◆ PAGE EXTRACT ◆
════════════════
If you are a believer, even though you have backslidden you are not in danger of losing your salvation. Salvation cannot be lost. If you desire to come back to Christ and live the way he wants you to, you have not committed the unpardonable sin, you are not incapable of repentance. You have not abandoned the faith, but are feeling convicted of its truth and thus of your failure in it. Confess your sins to God and accept his forgiveness (1 John 1:9) and begin to take the steps necessary to come back to a Christ-like pursuit.
Randall Johnson

Where does it say, "Without a vision the people perish"?
Question: : Where is the passage that says, "Where there is no vision, the people perish."
Answer: Proverbs 29:18 in the King James Version says what you are thinking about. The New International Version translates it, "Where there is no revelation, the people cast off restraint; but blessed is he who keeps the law." In Exodus 32:25 the people of Israel are described as "running wild" (the word translated "perish" in the KJV of Proverbs 29:18, and "cast off restraint" in the NIV). Moses has been on Sinai receiving the Law and the people have forged a golden calf and engaged in a religious orgy. There is a contrast here between the glorious word of revelation from God to direct the people's lives in holiness and their desire instead to be governed by their own lusts and by the religions that support their lusts.
════════════════
◆ TASK BRIEF ◆
In the Bible Q&A text, which verse in the King James Version reads "Where there is no vision, the people perish"?

◆ DATA SHOWN ◆
════════════════
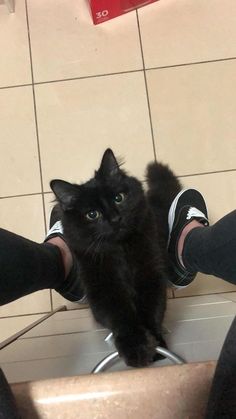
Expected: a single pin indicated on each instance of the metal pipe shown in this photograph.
════════════════
◆ CORRECT OUTPUT ◆
Proverbs 29:18.